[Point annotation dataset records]
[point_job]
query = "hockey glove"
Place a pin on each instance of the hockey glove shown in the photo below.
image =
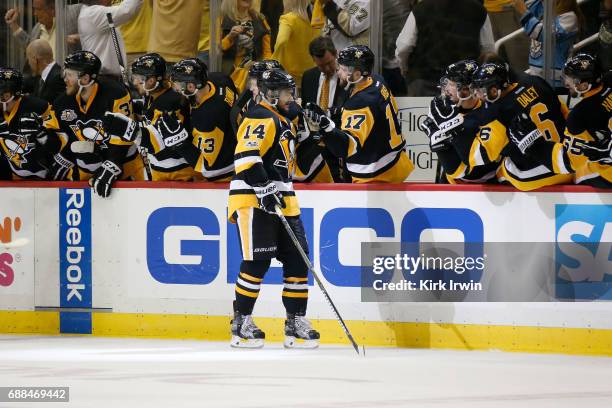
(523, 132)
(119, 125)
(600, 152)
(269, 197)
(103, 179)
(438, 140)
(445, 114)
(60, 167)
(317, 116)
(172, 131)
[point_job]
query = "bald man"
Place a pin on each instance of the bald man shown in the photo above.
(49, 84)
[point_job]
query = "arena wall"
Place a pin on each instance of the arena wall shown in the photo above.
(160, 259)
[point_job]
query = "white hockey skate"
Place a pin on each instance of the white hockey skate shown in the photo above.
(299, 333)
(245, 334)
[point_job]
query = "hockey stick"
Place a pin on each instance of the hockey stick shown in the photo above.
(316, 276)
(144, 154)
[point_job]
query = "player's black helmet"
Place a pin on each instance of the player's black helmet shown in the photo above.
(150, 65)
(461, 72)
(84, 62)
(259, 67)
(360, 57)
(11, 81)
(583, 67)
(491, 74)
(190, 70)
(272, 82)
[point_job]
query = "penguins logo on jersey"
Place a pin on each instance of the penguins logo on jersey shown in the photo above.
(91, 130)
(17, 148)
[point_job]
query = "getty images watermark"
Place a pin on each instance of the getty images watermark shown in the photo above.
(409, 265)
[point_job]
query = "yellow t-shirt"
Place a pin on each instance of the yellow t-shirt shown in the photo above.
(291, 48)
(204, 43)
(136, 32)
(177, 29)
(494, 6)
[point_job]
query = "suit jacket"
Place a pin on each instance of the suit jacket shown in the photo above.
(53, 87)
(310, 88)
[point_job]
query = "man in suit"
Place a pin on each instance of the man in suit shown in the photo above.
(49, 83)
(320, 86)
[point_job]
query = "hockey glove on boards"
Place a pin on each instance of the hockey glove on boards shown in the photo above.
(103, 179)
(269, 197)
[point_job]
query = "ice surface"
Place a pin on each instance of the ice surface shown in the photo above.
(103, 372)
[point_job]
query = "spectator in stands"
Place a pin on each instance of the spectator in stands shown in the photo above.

--

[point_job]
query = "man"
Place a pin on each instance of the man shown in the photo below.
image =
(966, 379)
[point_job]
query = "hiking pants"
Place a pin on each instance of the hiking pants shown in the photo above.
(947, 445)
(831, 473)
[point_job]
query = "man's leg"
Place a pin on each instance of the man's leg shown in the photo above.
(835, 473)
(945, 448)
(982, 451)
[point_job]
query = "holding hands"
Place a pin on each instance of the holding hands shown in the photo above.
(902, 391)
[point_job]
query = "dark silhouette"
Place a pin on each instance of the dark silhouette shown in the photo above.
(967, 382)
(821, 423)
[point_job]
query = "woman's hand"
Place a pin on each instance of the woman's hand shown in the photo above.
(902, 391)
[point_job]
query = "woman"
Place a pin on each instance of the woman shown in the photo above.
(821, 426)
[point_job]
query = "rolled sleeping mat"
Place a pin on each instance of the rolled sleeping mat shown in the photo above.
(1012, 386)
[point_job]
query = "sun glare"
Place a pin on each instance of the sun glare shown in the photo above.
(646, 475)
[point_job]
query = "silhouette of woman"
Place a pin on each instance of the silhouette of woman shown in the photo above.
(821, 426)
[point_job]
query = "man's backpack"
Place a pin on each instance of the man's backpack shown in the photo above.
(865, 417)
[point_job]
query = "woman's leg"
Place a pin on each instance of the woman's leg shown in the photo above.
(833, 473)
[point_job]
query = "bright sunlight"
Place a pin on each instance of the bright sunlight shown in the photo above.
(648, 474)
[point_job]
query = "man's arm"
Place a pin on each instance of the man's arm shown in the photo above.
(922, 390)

▶ [Problem] Select and copy every line of the records above that contains the word "rolled".

▶ [Result below]
query = "rolled sleeping mat"
Place a pin on each instance of the rolled sleeping mat shown in the photo above.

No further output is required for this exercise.